Text excerpt:

##############################

My first and my only full-time product management job was at Facebook where I was deeply excited about this idea of using data and truth to drive product decision making is actually a pretty new thing. If you think about it, products largely did not exist online in a digital form in a way that was measurable until fairly recently.

I thought that was really interesting from the perspective of making product decisions and figuring out where to drive impact. Then I saw Facebook is very much the Paragon of that ideal. It turns out in practice, analytics is not quite that simple. That led me and my Co-Founder to start Heap and try to make product analytics less of a mess.

Question [00:0421] What was that moment where you were like: “Okay this is hard enough, this doesn’t work for me. I need to build my own product”

Matin [04:29] When I was at Facebook, I was able to take advantage of their very sophisticated analytics infrastructure to ask questions about the product, understand whether we were building the right things, whether we were moving the needle on the business. But what I found was that it was surprisingly difficult to actually make use of that fancy analytics infrastructure as a mere PM.

Every time I would have a question, even a question, as basic as who are the people that are using this feature? Or how does this feature impact retention? Just answering a question like that required me to go bother a developer to write a tracking code for me. I don’t know if there are any developers in the audience, but I can tell you, they don’t particularly enjoy writing analytics tracking code. That’s not why they got into the job. I have to wait for that engineer to get around to writr that code.

I need to wait for that tracking code to go through a release cycle pain, to wait for data, to come in. Once the data’s in, I need to loop in an analyst and the data scientists, etc… So long story short, by the time I get the answer to my question, literally months would go by and I needed to loop in three different people.

##############################

Short exercise 1:
According to the product analytics talk, at which company did the speaker hold their only full-time product management job?
The text above has nothing to do with the listing that comes next.

##############################

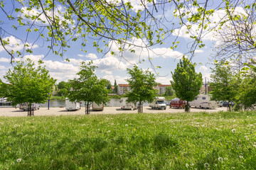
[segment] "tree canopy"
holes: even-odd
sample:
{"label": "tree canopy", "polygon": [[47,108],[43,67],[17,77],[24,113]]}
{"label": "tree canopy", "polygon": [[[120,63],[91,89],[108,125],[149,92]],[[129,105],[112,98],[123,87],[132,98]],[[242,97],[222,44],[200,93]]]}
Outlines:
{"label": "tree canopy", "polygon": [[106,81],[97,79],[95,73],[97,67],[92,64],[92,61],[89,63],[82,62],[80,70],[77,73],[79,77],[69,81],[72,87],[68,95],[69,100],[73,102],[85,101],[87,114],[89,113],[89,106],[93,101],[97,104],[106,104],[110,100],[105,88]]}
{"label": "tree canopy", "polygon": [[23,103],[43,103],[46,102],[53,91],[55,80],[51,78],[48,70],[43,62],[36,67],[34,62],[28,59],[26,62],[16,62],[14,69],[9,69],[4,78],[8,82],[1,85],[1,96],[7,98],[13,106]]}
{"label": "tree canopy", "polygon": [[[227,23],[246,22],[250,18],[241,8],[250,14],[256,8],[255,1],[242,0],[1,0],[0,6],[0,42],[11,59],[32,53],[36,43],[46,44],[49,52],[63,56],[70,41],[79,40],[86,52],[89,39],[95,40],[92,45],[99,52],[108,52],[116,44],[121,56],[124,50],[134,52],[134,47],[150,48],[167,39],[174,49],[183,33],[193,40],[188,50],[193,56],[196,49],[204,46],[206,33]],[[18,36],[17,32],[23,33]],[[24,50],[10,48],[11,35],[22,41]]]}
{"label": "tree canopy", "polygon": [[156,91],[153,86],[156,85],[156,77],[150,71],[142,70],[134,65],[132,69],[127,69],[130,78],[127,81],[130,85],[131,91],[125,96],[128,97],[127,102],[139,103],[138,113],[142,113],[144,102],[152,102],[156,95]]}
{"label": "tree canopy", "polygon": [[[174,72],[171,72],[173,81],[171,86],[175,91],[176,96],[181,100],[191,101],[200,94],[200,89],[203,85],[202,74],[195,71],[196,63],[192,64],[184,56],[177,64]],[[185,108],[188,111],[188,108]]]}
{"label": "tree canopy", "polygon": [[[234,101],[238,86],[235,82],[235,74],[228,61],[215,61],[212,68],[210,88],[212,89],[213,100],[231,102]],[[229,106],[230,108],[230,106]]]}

##############################

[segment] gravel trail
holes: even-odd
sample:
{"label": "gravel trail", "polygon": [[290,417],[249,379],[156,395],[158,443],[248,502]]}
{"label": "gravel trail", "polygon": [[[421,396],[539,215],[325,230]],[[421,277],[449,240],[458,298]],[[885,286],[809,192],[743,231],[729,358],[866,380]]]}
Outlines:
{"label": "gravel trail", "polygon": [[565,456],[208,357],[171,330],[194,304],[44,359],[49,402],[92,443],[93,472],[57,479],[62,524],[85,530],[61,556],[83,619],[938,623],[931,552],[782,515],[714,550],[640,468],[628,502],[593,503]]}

##############################

Short exercise 2:
Pick out every line of the listing that contains the string "trail", matching upper and lower case exactly.

Exercise result 1:
Facebook.

Exercise result 2:
[segment] gravel trail
{"label": "gravel trail", "polygon": [[290,417],[249,379],[156,395],[158,443],[248,502]]}
{"label": "gravel trail", "polygon": [[[421,396],[539,215],[325,230]],[[421,277],[449,240],[458,298]],[[885,286],[809,192],[743,231],[729,358],[866,380]]]}
{"label": "gravel trail", "polygon": [[565,456],[208,357],[171,330],[194,304],[44,359],[49,402],[92,443],[93,472],[57,479],[62,524],[85,530],[61,556],[83,619],[938,623],[931,552],[782,515],[714,550],[640,468],[628,502],[593,503]]}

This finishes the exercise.